Coordinate annotation entries
--- start ---

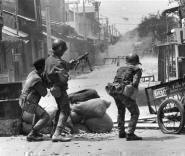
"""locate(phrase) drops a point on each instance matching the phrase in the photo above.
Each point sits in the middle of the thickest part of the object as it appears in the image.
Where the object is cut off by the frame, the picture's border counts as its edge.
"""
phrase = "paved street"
(154, 141)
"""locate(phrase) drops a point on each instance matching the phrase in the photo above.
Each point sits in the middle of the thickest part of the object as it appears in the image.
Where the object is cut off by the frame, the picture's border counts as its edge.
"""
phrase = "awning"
(13, 32)
(52, 37)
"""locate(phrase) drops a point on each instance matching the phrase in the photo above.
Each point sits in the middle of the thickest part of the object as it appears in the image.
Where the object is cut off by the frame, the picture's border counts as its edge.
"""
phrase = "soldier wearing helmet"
(129, 77)
(56, 72)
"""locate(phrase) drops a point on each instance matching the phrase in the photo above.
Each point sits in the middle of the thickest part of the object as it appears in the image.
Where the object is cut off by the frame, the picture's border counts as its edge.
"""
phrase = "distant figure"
(33, 89)
(56, 72)
(129, 77)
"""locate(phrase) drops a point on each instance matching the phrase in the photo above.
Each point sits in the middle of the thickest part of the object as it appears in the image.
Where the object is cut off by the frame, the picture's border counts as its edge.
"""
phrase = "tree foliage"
(157, 26)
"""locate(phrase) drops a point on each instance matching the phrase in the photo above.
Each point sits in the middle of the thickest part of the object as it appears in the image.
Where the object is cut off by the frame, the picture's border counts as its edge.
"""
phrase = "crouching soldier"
(56, 71)
(128, 77)
(33, 89)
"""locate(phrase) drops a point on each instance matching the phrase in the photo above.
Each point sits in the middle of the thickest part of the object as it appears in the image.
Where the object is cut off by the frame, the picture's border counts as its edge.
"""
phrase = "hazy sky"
(118, 11)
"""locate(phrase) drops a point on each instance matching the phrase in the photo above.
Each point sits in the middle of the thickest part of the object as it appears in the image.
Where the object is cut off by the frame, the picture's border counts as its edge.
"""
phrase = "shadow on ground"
(159, 138)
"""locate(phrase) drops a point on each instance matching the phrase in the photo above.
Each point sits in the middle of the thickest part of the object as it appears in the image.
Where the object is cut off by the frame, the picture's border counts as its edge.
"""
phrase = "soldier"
(56, 71)
(33, 89)
(128, 75)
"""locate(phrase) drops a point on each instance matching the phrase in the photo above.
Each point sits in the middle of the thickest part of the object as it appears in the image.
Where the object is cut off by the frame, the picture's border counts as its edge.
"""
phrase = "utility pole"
(1, 19)
(16, 13)
(84, 21)
(48, 27)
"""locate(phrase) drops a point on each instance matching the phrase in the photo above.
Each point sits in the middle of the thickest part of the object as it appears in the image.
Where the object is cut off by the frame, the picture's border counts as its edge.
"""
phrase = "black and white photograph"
(92, 77)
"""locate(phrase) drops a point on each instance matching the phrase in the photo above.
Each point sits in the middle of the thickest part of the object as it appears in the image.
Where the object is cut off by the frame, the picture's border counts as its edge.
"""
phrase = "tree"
(157, 26)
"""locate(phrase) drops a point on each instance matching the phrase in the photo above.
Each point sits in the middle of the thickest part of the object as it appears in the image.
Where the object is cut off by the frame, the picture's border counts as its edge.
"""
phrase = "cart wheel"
(170, 116)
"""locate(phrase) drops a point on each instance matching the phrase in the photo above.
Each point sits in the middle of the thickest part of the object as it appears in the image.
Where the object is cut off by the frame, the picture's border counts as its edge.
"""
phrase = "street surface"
(154, 141)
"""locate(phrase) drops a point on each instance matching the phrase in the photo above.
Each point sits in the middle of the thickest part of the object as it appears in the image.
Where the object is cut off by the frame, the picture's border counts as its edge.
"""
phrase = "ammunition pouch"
(115, 88)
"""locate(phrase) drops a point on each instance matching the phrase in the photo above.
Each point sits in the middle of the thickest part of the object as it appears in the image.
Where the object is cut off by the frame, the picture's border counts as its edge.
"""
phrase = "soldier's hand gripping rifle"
(81, 58)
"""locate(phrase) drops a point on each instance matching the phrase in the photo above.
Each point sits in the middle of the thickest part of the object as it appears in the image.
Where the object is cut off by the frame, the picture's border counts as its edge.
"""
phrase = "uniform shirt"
(54, 63)
(33, 88)
(128, 74)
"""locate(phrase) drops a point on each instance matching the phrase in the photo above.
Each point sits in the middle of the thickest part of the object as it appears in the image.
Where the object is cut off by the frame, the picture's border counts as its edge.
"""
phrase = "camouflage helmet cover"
(133, 59)
(57, 43)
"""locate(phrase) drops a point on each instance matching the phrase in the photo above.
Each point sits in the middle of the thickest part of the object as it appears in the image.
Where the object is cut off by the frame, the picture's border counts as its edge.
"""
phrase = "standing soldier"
(56, 72)
(33, 89)
(128, 76)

--- end ---

▶ [GIVEN TASK]:
Reproduce every entry exactly, but omit each picture.

▶ [FULL RESPONSE]:
"""locate(phrase) drops a point on each instance matching the phrase in the photo above.
Each point sits in the middle of the thickest part of the object as it appears in the image.
Where the object is cut off by the frame, the picture's border counts as its edge.
"""
phrase = "paved street"
(154, 141)
"""locate(phrase) drops a point on each instance matching the phrase in the photo above.
Each point sits in the middle of the thickest part of the object as it appears in the image.
Where the object is cut off by the frame, the picture's border counts as its edge.
"""
phrase = "awning"
(13, 32)
(52, 37)
"""locate(phrase) drops a point on each instance matching the phrase in the photo above.
Each point sits in the middle of the thickest part of the object as it appears in the image.
Where the object is cut off by the frame, the picture's border counts as its edge.
"""
phrase = "soldier wearing helmet"
(129, 77)
(56, 72)
"""locate(phrase) drops a point on each instance matching the phrase in the photo above.
Each point sits in the middle of the thickest part of the object as it appears in the image.
Where the object is cut off by the frame, the picture's border counts as its edge.
"""
phrase = "distant figure"
(33, 89)
(56, 72)
(129, 77)
"""locate(phrase) drops a point on each instance matching the phrase in the photo above.
Each point sits in the middle of the thickest part of the object as it appears in the image.
Where the object is cut off by the frame, the picture's border counts as its edge.
"""
phrase = "tree foliage"
(157, 26)
"""locate(phrase) drops a point on each instance matching the phrase in the photo above.
Each point sits in the middle of the thickest part of the object as it appears in the image.
Where the object is cut off by the frame, the picture's border counts as its edge.
"""
phrase = "crouching soldier"
(56, 71)
(128, 77)
(33, 89)
"""locate(phrase) drops a point on each instance matching the phrase in the photo above.
Each point sits in the middle of the thickest part of the object as it appears in the image.
Where the object is cut off by the frame, the picture's border counts as its edge.
"""
phrase = "hazy sky"
(118, 11)
"""locate(phrase) drops a point on each instance matching the phrase in the photo above.
Each point sits in the middle of the thickest part of the object as it appears in the image.
Where the object is cut off by the frame, the picture's border counts as its edge.
"""
phrase = "shadow on ground"
(159, 138)
"""locate(phrase) drops a point on each instance matching the phrase in the photo above.
Each point sits in the middle of the thickest part of the object as it appears in the image.
Where the object is cut off by the frame, the picture's border counts as its edge.
"""
phrase = "soldier"
(56, 71)
(33, 89)
(128, 75)
"""locate(phrase) drops a point on each instance matching the phrase in the photo above.
Each point sits in the middle of the thickest part of the object as it appears in the image.
Where the object is cut off by the frame, the picture's border counts as its edge.
"""
phrase = "utility pole"
(1, 19)
(16, 13)
(84, 21)
(48, 27)
"""locate(phrase) drops a point on each instance matching the phrase in the photo above.
Each point sits in the middle of the thickest part of the object as it appears in the image.
Where the object is cut off by the frame, the picture's border counts as its edge.
"""
phrase = "black and white photograph"
(92, 77)
"""locate(phrase) drops a point on each instance matching the phrase in the photo above.
Each point sits in the middle of the thickest part of the object as it appears in the image.
Where the object is cut off by the frame, the picture's border counts as its edge.
"""
phrase = "tree"
(157, 26)
"""locate(phrase) drops a point on each instance matching the phrase in the photo above.
Each point sits in the middle of the thickest part of the object as it appears in the image.
Where the object is cut off by the frame, the picture's border counts as its edge.
"""
phrase = "cart wheel"
(170, 116)
"""locate(phrase) drops a point on each instance matching the phrase in the photo above.
Each point sits in the middle of the thickest part of the object as it appears in the image.
Where the object is cut off by the frame, the picture's border counts as its edge.
"""
phrase = "street surface"
(154, 141)
"""locate(phrase) drops a point on each instance matching the phrase in the photo above.
Each point sits in the middle of the thickest part of the object as it appears in the image.
Where the object is cut off by the frame, the picture's border counts as its edge.
"""
phrase = "ammunition pouch"
(115, 88)
"""locate(phrase) drops a point on each instance matching the phrase in the photo above.
Each point sits in the middle of the thickest part of the object as it appears in the image.
Where the object is cut off by the frame, the picture's border counts as its edge.
"""
phrase = "soldier's hand gripping rifle"
(81, 58)
"""locate(phrase) drops a point on each instance matching the phrase in the photo above.
Each point sits in the middle of the thickest part of the object as it appears in the image.
Where the object is cut off by the frame, the picture's border counts as its edge.
"""
phrase = "uniform shirt"
(54, 63)
(33, 88)
(128, 74)
"""locate(phrase) drops a point on each instance matching the phrase in the photo above.
Each point sits in the middle of the thickest part of the object as it appears in the image.
Where the object is cut off by the frame, the picture's border counts as its edge.
"""
phrase = "camouflage helmet cover"
(133, 59)
(57, 43)
"""locate(phrase) drops a point on each instance matching the phrase in the photo above.
Each point sits in the middle of the thickest part of the object as it appears in the image.
Where the object is cut off by the frame, the picture's border counts as its edge.
"""
phrase = "standing soldier"
(56, 72)
(33, 89)
(128, 76)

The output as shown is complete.